== Rows ==
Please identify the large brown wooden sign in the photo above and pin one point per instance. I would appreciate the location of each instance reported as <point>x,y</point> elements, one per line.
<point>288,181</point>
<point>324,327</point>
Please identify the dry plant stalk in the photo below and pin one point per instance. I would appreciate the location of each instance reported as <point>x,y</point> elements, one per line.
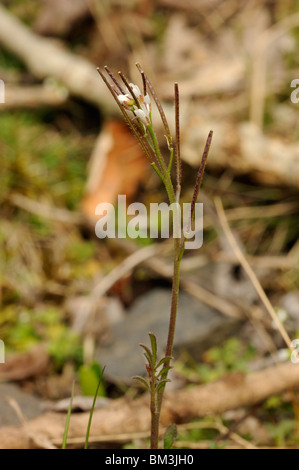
<point>137,112</point>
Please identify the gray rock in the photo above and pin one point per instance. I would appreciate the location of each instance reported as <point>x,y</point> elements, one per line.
<point>198,328</point>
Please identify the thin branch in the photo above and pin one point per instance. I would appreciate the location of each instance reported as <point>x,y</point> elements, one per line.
<point>177,141</point>
<point>199,177</point>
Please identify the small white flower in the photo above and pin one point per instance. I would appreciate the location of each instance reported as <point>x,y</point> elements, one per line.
<point>136,90</point>
<point>126,100</point>
<point>142,109</point>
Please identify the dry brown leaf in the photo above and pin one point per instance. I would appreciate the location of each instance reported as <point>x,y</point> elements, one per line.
<point>117,166</point>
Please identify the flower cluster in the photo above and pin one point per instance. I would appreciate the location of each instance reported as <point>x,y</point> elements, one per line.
<point>138,103</point>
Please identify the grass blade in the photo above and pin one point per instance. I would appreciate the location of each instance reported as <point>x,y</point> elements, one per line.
<point>92,409</point>
<point>68,417</point>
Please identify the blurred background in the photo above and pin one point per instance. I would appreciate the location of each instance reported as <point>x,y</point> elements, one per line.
<point>68,302</point>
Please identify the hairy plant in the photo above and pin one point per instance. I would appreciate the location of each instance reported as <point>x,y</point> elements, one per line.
<point>136,108</point>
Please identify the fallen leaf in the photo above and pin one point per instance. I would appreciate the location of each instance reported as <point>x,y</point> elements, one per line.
<point>117,167</point>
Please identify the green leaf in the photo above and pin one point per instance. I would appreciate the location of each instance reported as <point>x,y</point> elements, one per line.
<point>92,408</point>
<point>142,380</point>
<point>164,371</point>
<point>148,355</point>
<point>89,378</point>
<point>161,384</point>
<point>170,436</point>
<point>154,347</point>
<point>163,360</point>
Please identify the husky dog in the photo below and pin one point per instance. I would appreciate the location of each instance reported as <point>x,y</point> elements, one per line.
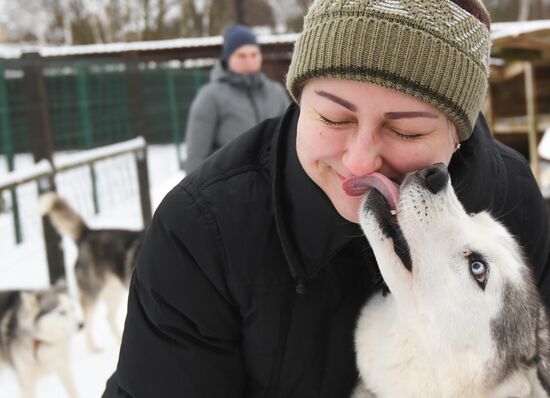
<point>104,265</point>
<point>463,317</point>
<point>35,332</point>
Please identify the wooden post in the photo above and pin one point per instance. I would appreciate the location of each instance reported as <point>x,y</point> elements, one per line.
<point>174,114</point>
<point>38,120</point>
<point>532,129</point>
<point>139,127</point>
<point>144,192</point>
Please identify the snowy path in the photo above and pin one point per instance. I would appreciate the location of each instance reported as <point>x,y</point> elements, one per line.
<point>91,370</point>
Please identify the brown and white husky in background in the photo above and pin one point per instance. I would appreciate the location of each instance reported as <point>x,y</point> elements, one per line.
<point>104,265</point>
<point>36,328</point>
<point>463,317</point>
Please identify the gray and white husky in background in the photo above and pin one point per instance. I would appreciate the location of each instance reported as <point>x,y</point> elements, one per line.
<point>463,317</point>
<point>35,336</point>
<point>104,265</point>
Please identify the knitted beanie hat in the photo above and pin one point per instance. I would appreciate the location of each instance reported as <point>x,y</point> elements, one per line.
<point>434,50</point>
<point>235,37</point>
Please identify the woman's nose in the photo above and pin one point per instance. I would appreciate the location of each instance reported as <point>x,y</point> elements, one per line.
<point>362,156</point>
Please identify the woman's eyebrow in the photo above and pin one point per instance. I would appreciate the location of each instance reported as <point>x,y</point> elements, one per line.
<point>409,115</point>
<point>338,100</point>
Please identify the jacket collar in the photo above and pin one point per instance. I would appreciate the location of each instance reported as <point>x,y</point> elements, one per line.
<point>478,172</point>
<point>311,230</point>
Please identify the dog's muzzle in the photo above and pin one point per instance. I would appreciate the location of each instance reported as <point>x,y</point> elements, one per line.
<point>434,178</point>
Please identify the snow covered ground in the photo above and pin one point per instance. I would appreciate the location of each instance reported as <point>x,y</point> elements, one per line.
<point>24,265</point>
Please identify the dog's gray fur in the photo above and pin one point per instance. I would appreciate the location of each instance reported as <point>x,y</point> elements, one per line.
<point>35,331</point>
<point>490,341</point>
<point>105,260</point>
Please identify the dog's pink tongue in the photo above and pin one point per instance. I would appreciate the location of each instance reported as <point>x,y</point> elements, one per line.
<point>355,186</point>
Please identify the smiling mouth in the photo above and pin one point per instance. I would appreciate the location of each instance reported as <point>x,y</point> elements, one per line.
<point>357,186</point>
<point>382,200</point>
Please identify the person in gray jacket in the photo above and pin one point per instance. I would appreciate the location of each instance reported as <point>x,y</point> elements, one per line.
<point>238,97</point>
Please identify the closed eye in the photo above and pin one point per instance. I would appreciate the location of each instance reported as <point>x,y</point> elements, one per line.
<point>404,136</point>
<point>334,123</point>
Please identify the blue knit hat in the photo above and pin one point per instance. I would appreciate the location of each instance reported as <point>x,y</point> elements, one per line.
<point>235,37</point>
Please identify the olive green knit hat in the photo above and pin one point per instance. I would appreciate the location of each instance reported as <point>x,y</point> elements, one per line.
<point>434,50</point>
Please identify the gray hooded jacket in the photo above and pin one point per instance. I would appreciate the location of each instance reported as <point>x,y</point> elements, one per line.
<point>226,107</point>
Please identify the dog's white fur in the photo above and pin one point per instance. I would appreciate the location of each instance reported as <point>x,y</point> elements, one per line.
<point>40,341</point>
<point>433,335</point>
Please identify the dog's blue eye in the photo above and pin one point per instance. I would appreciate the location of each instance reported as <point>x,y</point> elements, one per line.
<point>479,271</point>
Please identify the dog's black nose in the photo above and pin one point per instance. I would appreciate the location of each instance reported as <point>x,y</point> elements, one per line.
<point>436,177</point>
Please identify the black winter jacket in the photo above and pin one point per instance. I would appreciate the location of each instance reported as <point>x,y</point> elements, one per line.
<point>249,283</point>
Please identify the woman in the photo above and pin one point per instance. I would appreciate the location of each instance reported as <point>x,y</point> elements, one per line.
<point>254,269</point>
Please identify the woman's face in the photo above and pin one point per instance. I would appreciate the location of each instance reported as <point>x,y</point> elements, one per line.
<point>349,128</point>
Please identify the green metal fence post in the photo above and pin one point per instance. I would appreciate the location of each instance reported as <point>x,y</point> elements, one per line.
<point>38,120</point>
<point>87,127</point>
<point>7,143</point>
<point>174,117</point>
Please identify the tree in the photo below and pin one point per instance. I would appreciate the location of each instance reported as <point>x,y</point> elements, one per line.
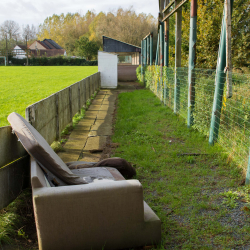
<point>86,48</point>
<point>10,29</point>
<point>30,32</point>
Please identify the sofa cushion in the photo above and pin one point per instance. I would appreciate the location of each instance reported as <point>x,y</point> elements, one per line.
<point>41,151</point>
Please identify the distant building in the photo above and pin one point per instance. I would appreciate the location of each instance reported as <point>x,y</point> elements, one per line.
<point>47,48</point>
<point>20,51</point>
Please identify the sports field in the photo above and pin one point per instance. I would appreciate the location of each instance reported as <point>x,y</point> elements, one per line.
<point>23,86</point>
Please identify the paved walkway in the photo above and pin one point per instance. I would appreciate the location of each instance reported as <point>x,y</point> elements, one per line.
<point>88,139</point>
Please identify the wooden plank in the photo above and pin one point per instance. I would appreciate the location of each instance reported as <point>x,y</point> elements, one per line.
<point>13,179</point>
<point>10,148</point>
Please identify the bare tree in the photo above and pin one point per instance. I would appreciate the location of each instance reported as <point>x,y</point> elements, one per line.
<point>29,31</point>
<point>10,29</point>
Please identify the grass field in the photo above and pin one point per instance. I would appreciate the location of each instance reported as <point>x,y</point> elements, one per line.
<point>23,86</point>
<point>194,188</point>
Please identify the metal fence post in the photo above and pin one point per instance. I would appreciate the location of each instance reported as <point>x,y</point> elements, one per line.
<point>157,51</point>
<point>142,60</point>
<point>148,50</point>
<point>151,48</point>
<point>219,83</point>
<point>177,57</point>
<point>192,62</point>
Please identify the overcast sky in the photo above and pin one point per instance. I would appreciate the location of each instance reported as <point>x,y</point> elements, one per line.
<point>35,11</point>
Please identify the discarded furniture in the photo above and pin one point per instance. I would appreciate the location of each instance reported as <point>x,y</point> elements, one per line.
<point>93,208</point>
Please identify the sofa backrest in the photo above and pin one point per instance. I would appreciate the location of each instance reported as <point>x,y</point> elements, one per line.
<point>41,151</point>
<point>37,176</point>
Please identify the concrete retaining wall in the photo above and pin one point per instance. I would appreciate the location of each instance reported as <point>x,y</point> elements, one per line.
<point>49,116</point>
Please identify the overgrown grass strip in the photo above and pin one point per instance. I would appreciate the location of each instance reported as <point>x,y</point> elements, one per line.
<point>197,197</point>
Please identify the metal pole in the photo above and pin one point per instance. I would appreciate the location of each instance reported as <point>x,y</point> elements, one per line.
<point>177,56</point>
<point>192,61</point>
<point>157,51</point>
<point>148,50</point>
<point>219,83</point>
<point>166,54</point>
<point>141,59</point>
<point>7,50</point>
<point>151,48</point>
<point>27,63</point>
<point>228,49</point>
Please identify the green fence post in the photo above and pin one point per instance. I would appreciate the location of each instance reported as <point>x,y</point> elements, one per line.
<point>177,56</point>
<point>192,61</point>
<point>157,52</point>
<point>151,49</point>
<point>148,50</point>
<point>161,56</point>
<point>219,83</point>
<point>142,60</point>
<point>247,182</point>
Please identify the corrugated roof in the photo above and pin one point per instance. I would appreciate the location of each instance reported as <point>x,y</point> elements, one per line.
<point>23,47</point>
<point>121,42</point>
<point>52,44</point>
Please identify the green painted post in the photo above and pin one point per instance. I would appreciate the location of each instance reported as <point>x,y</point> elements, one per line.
<point>148,50</point>
<point>192,61</point>
<point>161,56</point>
<point>219,83</point>
<point>151,49</point>
<point>177,56</point>
<point>157,52</point>
<point>247,182</point>
<point>142,60</point>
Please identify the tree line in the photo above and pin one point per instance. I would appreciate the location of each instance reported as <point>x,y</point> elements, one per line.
<point>81,35</point>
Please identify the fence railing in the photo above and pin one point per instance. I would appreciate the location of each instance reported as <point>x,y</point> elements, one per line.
<point>234,130</point>
<point>49,116</point>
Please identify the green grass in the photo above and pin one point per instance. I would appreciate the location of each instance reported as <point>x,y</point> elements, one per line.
<point>198,198</point>
<point>23,86</point>
<point>17,225</point>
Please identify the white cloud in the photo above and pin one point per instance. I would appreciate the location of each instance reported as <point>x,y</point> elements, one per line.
<point>35,12</point>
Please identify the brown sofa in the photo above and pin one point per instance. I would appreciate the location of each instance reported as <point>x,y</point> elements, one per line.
<point>92,208</point>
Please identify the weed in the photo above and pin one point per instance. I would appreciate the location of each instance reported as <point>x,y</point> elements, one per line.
<point>230,198</point>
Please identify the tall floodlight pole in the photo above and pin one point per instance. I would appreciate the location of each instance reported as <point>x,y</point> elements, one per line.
<point>192,61</point>
<point>177,56</point>
<point>219,83</point>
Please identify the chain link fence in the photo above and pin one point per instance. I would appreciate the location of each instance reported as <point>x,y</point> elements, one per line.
<point>172,88</point>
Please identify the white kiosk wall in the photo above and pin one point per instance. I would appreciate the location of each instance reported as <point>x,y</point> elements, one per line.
<point>108,66</point>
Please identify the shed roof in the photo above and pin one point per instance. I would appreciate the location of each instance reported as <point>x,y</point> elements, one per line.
<point>113,45</point>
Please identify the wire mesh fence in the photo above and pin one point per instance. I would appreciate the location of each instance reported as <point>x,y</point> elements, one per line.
<point>172,88</point>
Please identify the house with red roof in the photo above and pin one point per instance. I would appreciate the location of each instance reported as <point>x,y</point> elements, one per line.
<point>47,48</point>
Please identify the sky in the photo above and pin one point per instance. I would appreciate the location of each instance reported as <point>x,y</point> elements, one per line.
<point>35,11</point>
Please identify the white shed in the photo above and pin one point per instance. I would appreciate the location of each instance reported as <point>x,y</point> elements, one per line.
<point>107,66</point>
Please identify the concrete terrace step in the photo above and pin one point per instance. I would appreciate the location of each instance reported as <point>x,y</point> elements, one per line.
<point>89,137</point>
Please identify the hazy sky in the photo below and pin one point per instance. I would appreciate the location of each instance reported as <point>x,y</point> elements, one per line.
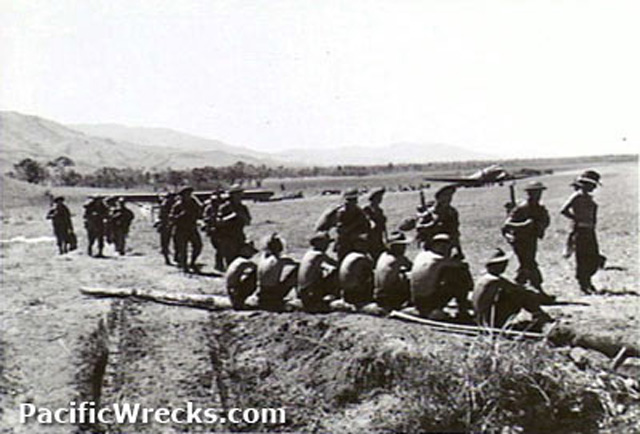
===
> [Exercise task]: Put into a JSON list of strings, one string per line and blank lines omitted, the part of the material above that opens with the line containing "Please identify the green leaf" and closes with the line containing "<point>170,436</point>", both included.

> [Complete output]:
[
  "Please identify the green leaf in the photo above and pin one point per instance. I would appreciate the location of each instance reported as <point>x,y</point> elements, one per line.",
  "<point>92,408</point>",
  "<point>142,380</point>",
  "<point>164,371</point>",
  "<point>148,355</point>",
  "<point>89,378</point>",
  "<point>161,384</point>",
  "<point>170,436</point>"
]